- [What you should do]:
Give the records once more, exactly as they stand.

━━ Material for this task

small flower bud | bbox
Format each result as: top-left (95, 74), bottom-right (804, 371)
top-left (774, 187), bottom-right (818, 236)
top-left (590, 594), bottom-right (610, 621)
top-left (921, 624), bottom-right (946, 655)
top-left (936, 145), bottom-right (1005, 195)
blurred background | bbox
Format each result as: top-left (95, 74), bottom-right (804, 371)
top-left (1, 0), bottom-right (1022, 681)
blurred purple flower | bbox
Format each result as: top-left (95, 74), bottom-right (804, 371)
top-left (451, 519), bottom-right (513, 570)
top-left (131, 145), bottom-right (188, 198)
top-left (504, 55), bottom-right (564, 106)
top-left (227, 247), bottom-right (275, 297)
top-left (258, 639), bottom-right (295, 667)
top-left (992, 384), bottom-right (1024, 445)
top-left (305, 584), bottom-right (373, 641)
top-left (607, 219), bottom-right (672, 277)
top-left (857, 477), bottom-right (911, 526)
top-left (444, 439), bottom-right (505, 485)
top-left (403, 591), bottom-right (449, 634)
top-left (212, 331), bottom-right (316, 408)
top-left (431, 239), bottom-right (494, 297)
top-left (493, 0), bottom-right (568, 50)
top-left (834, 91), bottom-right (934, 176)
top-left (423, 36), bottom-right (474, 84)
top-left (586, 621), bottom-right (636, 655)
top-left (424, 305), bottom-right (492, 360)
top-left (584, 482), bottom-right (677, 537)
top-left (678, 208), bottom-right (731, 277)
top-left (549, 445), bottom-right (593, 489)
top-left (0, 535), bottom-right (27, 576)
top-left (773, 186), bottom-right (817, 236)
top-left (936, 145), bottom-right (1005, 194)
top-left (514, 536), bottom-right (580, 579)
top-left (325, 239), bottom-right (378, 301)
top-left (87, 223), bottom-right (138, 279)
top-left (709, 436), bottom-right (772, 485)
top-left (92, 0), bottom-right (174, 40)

━━━━

- [Solution for this exercise]:
small flower bud | bbox
Format each result as: top-left (95, 74), bottom-right (804, 371)
top-left (774, 187), bottom-right (818, 236)
top-left (590, 594), bottom-right (610, 621)
top-left (921, 624), bottom-right (946, 655)
top-left (936, 145), bottom-right (1005, 195)
blurred background | bbox
Format each result as: top-left (95, 74), bottom-right (804, 371)
top-left (1, 0), bottom-right (1022, 681)
blurred purple flower | bbox
Format each result as: top-left (95, 74), bottom-right (804, 371)
top-left (451, 519), bottom-right (513, 570)
top-left (131, 145), bottom-right (188, 198)
top-left (504, 55), bottom-right (564, 106)
top-left (227, 247), bottom-right (275, 297)
top-left (258, 639), bottom-right (295, 667)
top-left (992, 384), bottom-right (1024, 445)
top-left (305, 584), bottom-right (373, 641)
top-left (607, 219), bottom-right (672, 277)
top-left (857, 477), bottom-right (911, 526)
top-left (444, 439), bottom-right (505, 485)
top-left (403, 591), bottom-right (449, 634)
top-left (212, 331), bottom-right (316, 408)
top-left (431, 239), bottom-right (494, 297)
top-left (493, 0), bottom-right (568, 50)
top-left (834, 91), bottom-right (934, 176)
top-left (423, 36), bottom-right (474, 84)
top-left (586, 621), bottom-right (636, 655)
top-left (424, 305), bottom-right (492, 360)
top-left (584, 482), bottom-right (677, 537)
top-left (678, 208), bottom-right (731, 277)
top-left (549, 445), bottom-right (593, 489)
top-left (0, 535), bottom-right (27, 576)
top-left (773, 186), bottom-right (817, 236)
top-left (936, 145), bottom-right (1005, 194)
top-left (514, 536), bottom-right (580, 579)
top-left (325, 239), bottom-right (378, 301)
top-left (87, 223), bottom-right (138, 279)
top-left (709, 436), bottom-right (772, 485)
top-left (92, 0), bottom-right (174, 40)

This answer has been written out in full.